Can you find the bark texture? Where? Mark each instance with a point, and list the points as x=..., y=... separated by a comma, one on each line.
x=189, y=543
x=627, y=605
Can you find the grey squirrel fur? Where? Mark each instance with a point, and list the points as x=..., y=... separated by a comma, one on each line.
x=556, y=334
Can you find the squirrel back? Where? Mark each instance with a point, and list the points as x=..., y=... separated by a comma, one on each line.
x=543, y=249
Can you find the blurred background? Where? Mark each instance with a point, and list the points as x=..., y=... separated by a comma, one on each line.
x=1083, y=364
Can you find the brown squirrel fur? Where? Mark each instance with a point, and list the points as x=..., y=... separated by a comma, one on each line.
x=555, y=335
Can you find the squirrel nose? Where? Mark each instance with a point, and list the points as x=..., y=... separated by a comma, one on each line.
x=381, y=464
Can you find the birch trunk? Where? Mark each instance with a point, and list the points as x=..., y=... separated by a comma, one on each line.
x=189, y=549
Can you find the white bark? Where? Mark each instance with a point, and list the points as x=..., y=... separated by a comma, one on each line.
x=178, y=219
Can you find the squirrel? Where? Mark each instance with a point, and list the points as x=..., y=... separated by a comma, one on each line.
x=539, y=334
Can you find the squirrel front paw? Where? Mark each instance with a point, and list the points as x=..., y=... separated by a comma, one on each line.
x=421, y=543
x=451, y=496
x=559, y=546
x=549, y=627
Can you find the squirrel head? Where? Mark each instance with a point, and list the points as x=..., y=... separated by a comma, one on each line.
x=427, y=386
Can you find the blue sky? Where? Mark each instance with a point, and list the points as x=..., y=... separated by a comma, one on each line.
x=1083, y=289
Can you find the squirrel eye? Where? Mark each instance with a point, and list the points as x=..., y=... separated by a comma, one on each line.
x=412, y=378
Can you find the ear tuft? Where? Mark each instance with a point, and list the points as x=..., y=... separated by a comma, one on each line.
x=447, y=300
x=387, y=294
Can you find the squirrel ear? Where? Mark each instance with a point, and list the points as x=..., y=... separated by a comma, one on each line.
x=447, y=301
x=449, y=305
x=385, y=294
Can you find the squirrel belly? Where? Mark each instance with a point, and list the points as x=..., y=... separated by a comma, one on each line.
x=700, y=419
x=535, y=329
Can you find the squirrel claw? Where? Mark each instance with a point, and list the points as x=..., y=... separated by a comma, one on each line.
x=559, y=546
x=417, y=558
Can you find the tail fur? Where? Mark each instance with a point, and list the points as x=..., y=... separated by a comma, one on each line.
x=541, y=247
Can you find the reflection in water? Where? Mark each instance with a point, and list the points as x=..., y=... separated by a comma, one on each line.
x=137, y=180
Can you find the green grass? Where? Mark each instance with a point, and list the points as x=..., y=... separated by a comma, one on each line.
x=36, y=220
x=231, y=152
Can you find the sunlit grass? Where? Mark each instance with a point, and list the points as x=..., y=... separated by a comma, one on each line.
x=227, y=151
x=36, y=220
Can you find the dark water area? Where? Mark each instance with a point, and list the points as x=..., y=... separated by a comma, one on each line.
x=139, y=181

--- TASK TO CARRY OUT ---
Each entry must be retyped exactly as it was written above.

--- COMPLETED EXERCISE ---
Can you find the bark texture? Where? Mark each instance with a point, and list the points as x=..., y=... separated by a comma, one on each line.
x=189, y=543
x=627, y=605
Can you find the grey squirrel fur? Where? Mark each instance with a point, and list the points as x=..., y=... separated by a comma, one on each line.
x=556, y=334
Can you find the squirrel back? Where? Mark each instance with a point, and list the points as x=..., y=... separated by a comma, one on each line.
x=543, y=249
Can you find the blurred background? Where? Mark each instance with a point, and list the points as x=..., y=... separated by a comma, one on each line.
x=1083, y=364
Can you find the brown squirrel fur? Where? Mark each instance with a point, and list the points as x=..., y=... separated by a comma, one on each line.
x=555, y=335
Can you find the squirrel nose? Where? Mark each instance with a point, and list the points as x=..., y=... separated by a comma, one on each line.
x=381, y=464
Can you find the birch trunk? Where? Mark each instance with a point, and list the points as x=..., y=... separated by a comma, one on each line.
x=189, y=549
Can you find the white bark? Where? Mark each instance with a point, and list the points as x=..., y=... separated by a comma, one on each line.
x=178, y=219
Can you find the squirrel? Where? Mark each instance with a point, and list the points as x=..., y=... separated by a comma, one on each line.
x=539, y=334
Can you find the squirrel front paw? Where? Mark each instance with a point, and list the points as x=..., y=... separated by a comma, one on each line.
x=421, y=543
x=451, y=496
x=559, y=546
x=549, y=627
Can you find the squirrel head? Where? Mark each instance with a point, and list the points as x=..., y=... separated by a comma, one on each line.
x=427, y=386
Can you find the blue sky? Where? Mark each instance with a point, and list the points as x=..., y=... separated by a comma, one on each line.
x=1083, y=289
Can you find the squirrel eye? Where? Mark each instance with a point, and list the points as x=..., y=... separated by a comma, one on each line.
x=412, y=378
Can you find the ear tuft? Where? Mark each instance with a point, and list the points as x=..., y=... separated by a comma, one on each line.
x=447, y=300
x=387, y=294
Can you find the squirrel ear? Where? Mark each instance with a point, and list the points as x=..., y=... separated by a comma, one on each line.
x=447, y=301
x=449, y=305
x=385, y=294
Can you find the squirrel belly? Where? Mark each instance with a point, and list the points as x=..., y=... separated by a comma, one on each line.
x=700, y=419
x=535, y=329
Can you find the squirrel claw? Where? Mark each instance with a point, and list the points as x=..., y=... separated by a comma, one on each line.
x=559, y=546
x=417, y=558
Can you find the tail fur? Where? Mark each instance with a point, and list the points as x=..., y=... separated by a comma, one on each line.
x=541, y=247
Can you find the reflection in water? Where? Mark each instance with a point, and list the points as x=..., y=... separated by a comma, one on each line.
x=137, y=180
Can you find the green grass? Where? Mark each instance with a point, and list the points as x=..., y=... separated by a comma, one on each line.
x=36, y=220
x=231, y=152
Can you find the sunlit grass? Where? Mark each instance with a point, and list the points as x=..., y=... separated by a comma, one on each line.
x=227, y=151
x=36, y=220
Can you find the dark water area? Where? Mark each instance with a point, and list the points as x=..., y=... separated by a comma, one on each line.
x=139, y=181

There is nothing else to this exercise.